- **SET TASK**
Extract every line of the material that contains the string "target", copying each one in full, and treat uppercase and lowercase letters as different.
━━━━━ RECORDS FOR THE EXERCISE ━━━━━
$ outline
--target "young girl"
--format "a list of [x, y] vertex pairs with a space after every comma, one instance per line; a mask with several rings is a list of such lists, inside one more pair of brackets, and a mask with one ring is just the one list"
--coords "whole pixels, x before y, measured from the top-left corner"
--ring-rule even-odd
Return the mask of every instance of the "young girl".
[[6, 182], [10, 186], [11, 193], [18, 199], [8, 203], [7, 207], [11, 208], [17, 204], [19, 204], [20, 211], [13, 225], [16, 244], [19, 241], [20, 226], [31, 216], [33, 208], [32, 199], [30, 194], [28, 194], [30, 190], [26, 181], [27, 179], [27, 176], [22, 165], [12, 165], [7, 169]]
━━━━━
━━━━━ RECORDS FOR THE EXERCISE ━━━━━
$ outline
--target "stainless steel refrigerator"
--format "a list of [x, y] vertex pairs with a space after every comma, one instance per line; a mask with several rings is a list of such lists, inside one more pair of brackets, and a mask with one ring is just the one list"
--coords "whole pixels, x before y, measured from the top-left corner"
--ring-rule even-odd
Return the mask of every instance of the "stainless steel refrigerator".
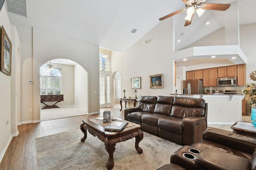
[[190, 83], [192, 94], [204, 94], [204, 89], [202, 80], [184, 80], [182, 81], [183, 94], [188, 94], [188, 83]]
━━━━━
- **FINAL RESULT**
--target "young girl"
--target "stainless steel refrigerator"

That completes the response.